-- GELESENES ANWENDEN --
A - Warum ist die Kopfrutenangelei laut kati48268 im Forumsausschnitt über ungenutztes Angelzeug nie etwas für diese Person geworden? Antworte in ein bis drei Sätzen.
B - Führe den Forumsausschnitt über ungenutztes Angelzeug im gleichen Ton nach seinem letzten Satz um einige Sätze weiter.

-- TEXTAUSZUG --
****
Meine 2 Leichen wurden schon genannt.
1. Jerk-Set ... Ron Thomson Rute, Okuma Multi, viele teure von Elfen geschnitzte Jerks - jetzt liegt der Mist da
2. Drop-Shot ... Skeletor 2 - 12, Shimano-Rolle, viele lustige farbige Gummiwürmer - macht sich ganz wunderbar neben meiner Jerkrute |rolleyes


----------



## kati48268 (13. Juni 2013)

*AW: Mal ganz ehrlich*

Nachtrag: da steht auch noch eine 8m Kopfrute...

die 5m hab ich ja noch so alle paar Jahre mal zum KöFis stippen in der Hand. Aber diese Bahnschranke... 

Kopfrutenangelei ist auch nie meins geworden.
Mit vernünftigem Equipment wäre das vielleicht anders, aber die damaligen Glasprügel, die ein Normalverdiener sich leisten konnte, haben mir die Nummer ausgetrieben.


----------



## phirania (13. Juni 2013)

*AW: Mal ganz ehrlich*

Bei mit ist es die8 meter Stelfischrute,einmal gebraucht und vom Winde verweht...
****
-- DAS MATERIAL --
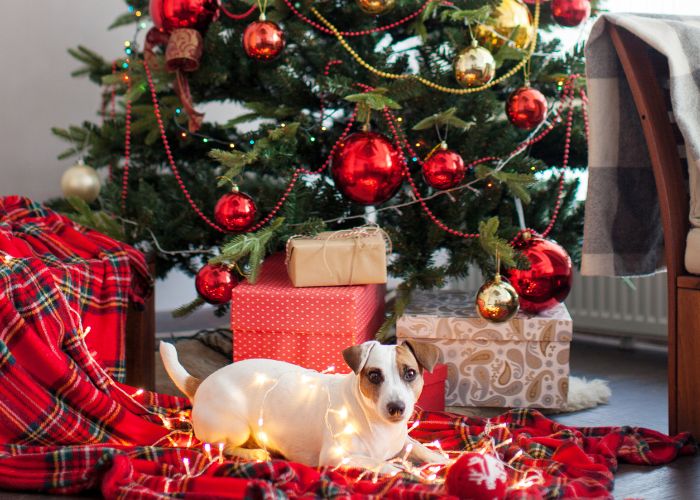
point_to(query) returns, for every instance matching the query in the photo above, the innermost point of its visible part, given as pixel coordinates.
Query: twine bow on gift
(182, 55)
(359, 237)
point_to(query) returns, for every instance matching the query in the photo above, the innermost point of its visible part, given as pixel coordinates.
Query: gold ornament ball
(510, 21)
(474, 66)
(376, 7)
(82, 181)
(497, 300)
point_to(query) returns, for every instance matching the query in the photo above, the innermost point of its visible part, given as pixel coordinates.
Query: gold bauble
(376, 7)
(510, 21)
(497, 300)
(474, 66)
(82, 181)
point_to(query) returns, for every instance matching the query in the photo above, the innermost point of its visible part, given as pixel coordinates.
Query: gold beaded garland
(425, 81)
(376, 7)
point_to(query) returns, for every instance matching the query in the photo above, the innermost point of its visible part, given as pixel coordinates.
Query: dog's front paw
(253, 454)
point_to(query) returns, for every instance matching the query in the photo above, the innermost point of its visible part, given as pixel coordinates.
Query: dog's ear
(426, 354)
(356, 356)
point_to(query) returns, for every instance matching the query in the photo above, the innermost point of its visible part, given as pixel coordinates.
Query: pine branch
(492, 244)
(189, 308)
(250, 245)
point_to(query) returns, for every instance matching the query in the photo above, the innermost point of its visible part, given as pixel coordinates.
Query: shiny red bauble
(548, 281)
(263, 40)
(169, 15)
(235, 211)
(366, 168)
(477, 476)
(444, 170)
(526, 108)
(570, 12)
(214, 283)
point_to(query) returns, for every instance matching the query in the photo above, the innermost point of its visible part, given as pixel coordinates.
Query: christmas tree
(309, 75)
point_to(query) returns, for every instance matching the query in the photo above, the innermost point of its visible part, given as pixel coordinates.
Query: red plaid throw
(70, 427)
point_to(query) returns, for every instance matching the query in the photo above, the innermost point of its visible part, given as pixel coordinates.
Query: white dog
(258, 406)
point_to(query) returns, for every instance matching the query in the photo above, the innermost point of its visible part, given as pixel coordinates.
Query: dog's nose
(396, 408)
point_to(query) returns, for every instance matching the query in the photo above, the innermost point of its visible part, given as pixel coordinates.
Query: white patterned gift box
(523, 362)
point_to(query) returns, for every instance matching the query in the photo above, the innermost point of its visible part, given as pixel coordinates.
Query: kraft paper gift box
(523, 362)
(309, 327)
(336, 258)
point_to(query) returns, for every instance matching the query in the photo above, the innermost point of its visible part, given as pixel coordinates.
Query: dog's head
(391, 377)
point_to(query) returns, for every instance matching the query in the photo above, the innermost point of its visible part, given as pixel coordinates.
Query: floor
(638, 382)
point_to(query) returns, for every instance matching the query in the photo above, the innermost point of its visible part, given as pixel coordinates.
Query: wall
(37, 90)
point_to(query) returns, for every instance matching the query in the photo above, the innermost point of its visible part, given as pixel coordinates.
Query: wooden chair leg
(141, 343)
(687, 410)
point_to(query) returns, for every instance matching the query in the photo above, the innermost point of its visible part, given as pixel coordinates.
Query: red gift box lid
(274, 304)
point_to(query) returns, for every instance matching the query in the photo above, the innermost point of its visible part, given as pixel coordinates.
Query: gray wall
(36, 89)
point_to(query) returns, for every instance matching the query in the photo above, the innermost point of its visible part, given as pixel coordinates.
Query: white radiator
(609, 306)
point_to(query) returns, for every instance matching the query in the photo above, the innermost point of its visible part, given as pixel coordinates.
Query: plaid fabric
(60, 269)
(574, 462)
(69, 427)
(622, 227)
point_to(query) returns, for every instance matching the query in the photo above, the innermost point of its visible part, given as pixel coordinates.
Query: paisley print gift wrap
(523, 362)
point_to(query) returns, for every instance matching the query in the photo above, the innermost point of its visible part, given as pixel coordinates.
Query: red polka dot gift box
(306, 326)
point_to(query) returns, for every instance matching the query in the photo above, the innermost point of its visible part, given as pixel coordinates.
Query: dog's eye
(375, 377)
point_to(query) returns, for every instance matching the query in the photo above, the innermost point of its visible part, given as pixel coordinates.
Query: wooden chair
(643, 69)
(141, 342)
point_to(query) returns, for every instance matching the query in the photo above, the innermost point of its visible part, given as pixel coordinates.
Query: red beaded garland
(548, 281)
(444, 169)
(367, 168)
(263, 40)
(169, 15)
(570, 12)
(214, 283)
(526, 108)
(235, 211)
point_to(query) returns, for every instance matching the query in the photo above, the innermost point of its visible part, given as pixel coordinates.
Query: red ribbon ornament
(183, 52)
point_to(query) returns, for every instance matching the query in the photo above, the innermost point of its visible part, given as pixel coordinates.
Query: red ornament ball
(169, 15)
(477, 476)
(366, 168)
(263, 40)
(570, 12)
(444, 170)
(235, 211)
(214, 283)
(548, 281)
(526, 108)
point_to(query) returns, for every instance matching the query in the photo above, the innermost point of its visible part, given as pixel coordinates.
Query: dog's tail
(183, 380)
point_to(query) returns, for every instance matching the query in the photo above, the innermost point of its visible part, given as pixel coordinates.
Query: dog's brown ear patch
(426, 354)
(356, 356)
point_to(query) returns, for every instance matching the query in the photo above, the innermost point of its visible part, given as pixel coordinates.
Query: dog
(260, 406)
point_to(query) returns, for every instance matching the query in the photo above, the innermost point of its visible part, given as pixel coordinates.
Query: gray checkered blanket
(622, 229)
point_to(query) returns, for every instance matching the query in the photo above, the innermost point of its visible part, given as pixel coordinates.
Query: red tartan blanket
(69, 426)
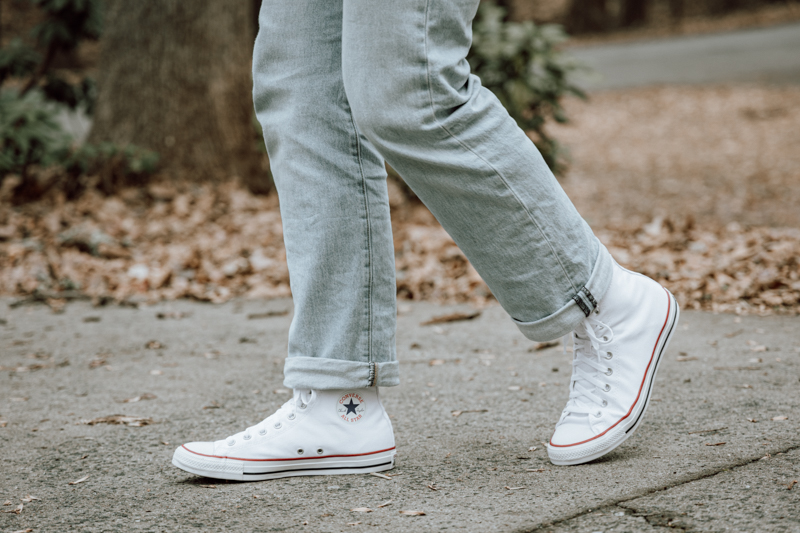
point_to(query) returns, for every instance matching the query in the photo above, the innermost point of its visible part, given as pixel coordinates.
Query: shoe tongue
(304, 395)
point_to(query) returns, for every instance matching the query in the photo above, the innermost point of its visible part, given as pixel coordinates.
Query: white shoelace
(287, 411)
(587, 385)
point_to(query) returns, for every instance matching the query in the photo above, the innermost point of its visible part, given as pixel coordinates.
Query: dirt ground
(696, 187)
****
-- SCHRIFTLICHE ANTWORTEN --
A - Kati48268 nennt als Grund die damaligen Glasruten, die sich ein Normalverdiener leisten konnte. Diese „Glasprügel“ haben kati48268 die Kopfrutenangelei ausgetrieben. Mit vernünftigem Equipment wäre es vielleicht anders gekommen.

B -
Dann die Jerkbaitrute,ohne Rolle ist auch einsam im Keller


----------



## Trollwut (13. Juni 2013)

*AW: Mal ganz ehrlich*



Andal schrieb:


> Schön für dich, aber eigentlich wollte ich deine "Leichen" im Keller kennenlernen.



Falsch verstanden 

Aber jetzt^^

Bei mir sins ein kompletter "Schraubenkoffer" voll mit Gummiwürmern, Krebsen, etc, den ich mal geschenkt bekommen hab.
So viele kann ich auch in meinem ganzen Leben nich abreißen^^


----------



## weserwaller (13. Juni 2013)

*AW: Mal ganz ehrlich*

Viele, viel zu kleine Wobbler denen ich nicht widerstehen konnte obwohl ich nicht einmal Verwendung für so kleines Krams habe .


----------



## Ein_Angler (14. Juni 2013)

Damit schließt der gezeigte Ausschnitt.